**DOCUMENT TEXT:**

# Tub surround install issue



## dhag (Jul 21, 2008)

While I'm not completely understanding the issue, it sounds like before the tub and surround are installed you should correct the framing so it is square and correct in dimension. Furr out side wall so that tub fits tight and correct/replace what sounds like a bowed stud on the back wall. Taking the time to do this before install will make everything much easier. Otherwise to cover gap on side wall you can install another layer of board. If the studs are bowed on the back wall you can try a planer if they aren't too bad. If you can post a pic it would help.


----------



## javan (Jun 9, 2008)

Is this a one piece surround?

Measure Measure Measure!! (measure at the tub level, measure half-way up the wall, and measure at the ceiling. Use a level. You will be amazed at how far out a wall can be.


----------



## Saratoga Handyman (Sep 10, 2008)

Had the same problem. Had to take walls back out (including silicone) scrape and sand the wicked burrs (which give wicked cuts) around the edges of all the walls. The burrs were preventing the walls/tabs from sitting down on/in the tub/slots. Very sloppy manufacturing!! Added several hours to the job. Thanks a million Kohler/Sterling!!

**STATED TASK:** In the tub surround thread, at which three heights does javan say to measure the wall?

**RECORDED INFORMATION:**
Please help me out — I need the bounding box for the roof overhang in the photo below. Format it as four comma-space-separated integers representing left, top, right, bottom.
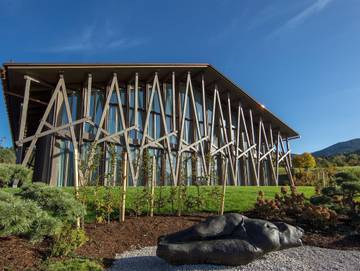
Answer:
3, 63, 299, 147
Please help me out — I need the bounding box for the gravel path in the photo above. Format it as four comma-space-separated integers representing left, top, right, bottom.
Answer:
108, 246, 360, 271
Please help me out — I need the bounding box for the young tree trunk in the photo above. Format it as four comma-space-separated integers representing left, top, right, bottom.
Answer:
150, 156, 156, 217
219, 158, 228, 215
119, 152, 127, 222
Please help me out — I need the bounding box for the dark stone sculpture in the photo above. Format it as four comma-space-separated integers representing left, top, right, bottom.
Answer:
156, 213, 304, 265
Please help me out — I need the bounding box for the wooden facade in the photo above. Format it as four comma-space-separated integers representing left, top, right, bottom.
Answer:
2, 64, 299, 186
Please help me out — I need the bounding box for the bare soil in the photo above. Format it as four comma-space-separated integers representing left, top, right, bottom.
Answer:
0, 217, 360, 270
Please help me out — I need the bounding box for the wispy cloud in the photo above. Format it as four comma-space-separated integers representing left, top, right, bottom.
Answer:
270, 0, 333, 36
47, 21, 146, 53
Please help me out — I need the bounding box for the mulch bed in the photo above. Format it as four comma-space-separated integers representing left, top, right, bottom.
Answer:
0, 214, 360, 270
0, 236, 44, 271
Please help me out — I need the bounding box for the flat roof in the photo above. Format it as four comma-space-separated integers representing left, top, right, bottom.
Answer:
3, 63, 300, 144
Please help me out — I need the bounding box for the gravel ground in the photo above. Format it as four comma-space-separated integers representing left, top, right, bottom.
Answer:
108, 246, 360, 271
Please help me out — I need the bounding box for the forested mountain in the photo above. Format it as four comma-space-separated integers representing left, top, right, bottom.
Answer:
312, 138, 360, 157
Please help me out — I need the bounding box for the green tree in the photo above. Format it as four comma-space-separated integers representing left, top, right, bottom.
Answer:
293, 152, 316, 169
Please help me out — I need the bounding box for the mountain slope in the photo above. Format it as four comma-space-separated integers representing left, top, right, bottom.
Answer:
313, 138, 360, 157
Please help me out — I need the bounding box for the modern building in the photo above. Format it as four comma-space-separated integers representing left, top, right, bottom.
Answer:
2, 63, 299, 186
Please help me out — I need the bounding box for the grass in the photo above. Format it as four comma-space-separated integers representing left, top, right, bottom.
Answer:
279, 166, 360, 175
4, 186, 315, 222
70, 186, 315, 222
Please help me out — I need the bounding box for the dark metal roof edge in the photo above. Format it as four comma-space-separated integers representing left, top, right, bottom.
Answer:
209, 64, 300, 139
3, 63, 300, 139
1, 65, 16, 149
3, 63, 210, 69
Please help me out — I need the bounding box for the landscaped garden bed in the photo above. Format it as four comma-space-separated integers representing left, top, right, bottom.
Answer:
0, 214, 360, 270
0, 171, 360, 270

==

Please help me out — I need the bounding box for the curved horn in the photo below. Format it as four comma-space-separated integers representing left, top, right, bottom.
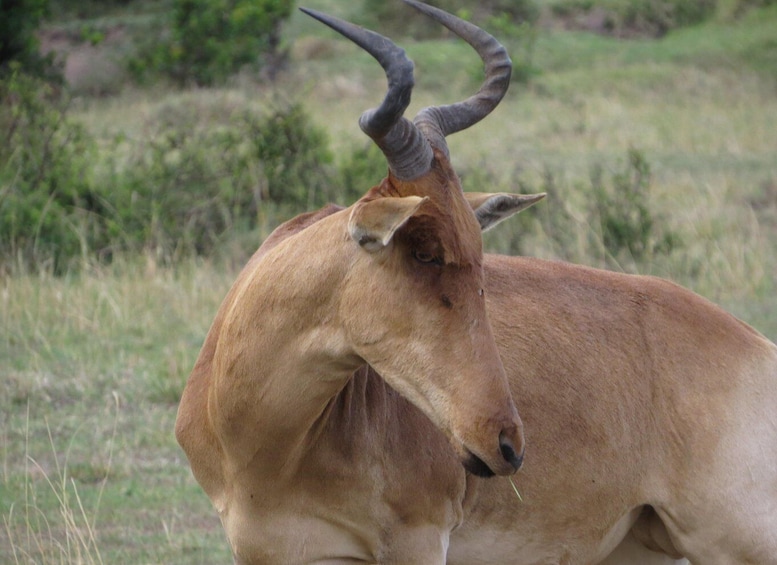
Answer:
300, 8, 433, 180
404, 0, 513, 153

--

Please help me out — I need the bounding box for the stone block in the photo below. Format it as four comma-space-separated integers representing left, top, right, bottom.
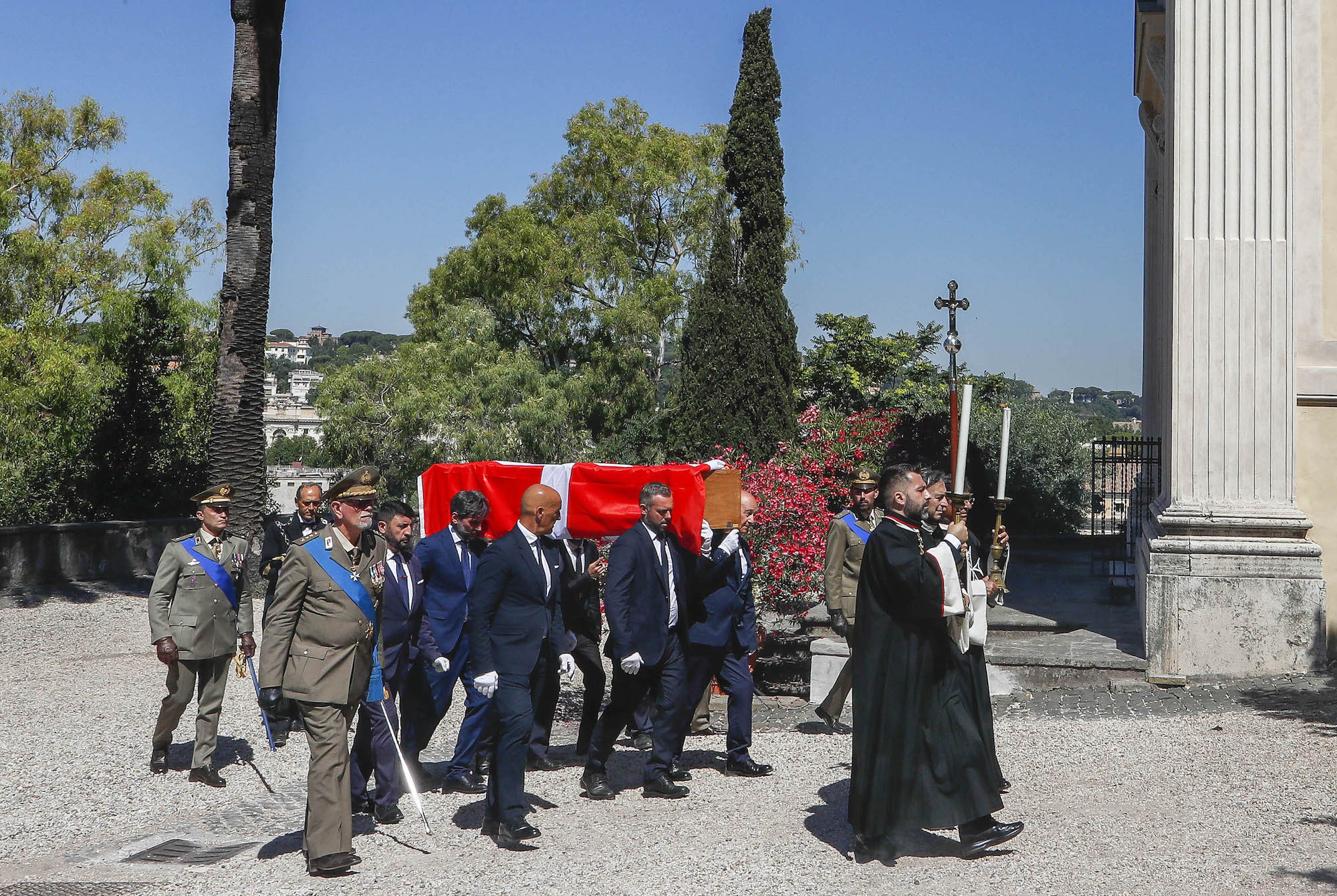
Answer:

**EXPECTED ANSWER:** At the tub level, half-way up the wall, and at the ceiling.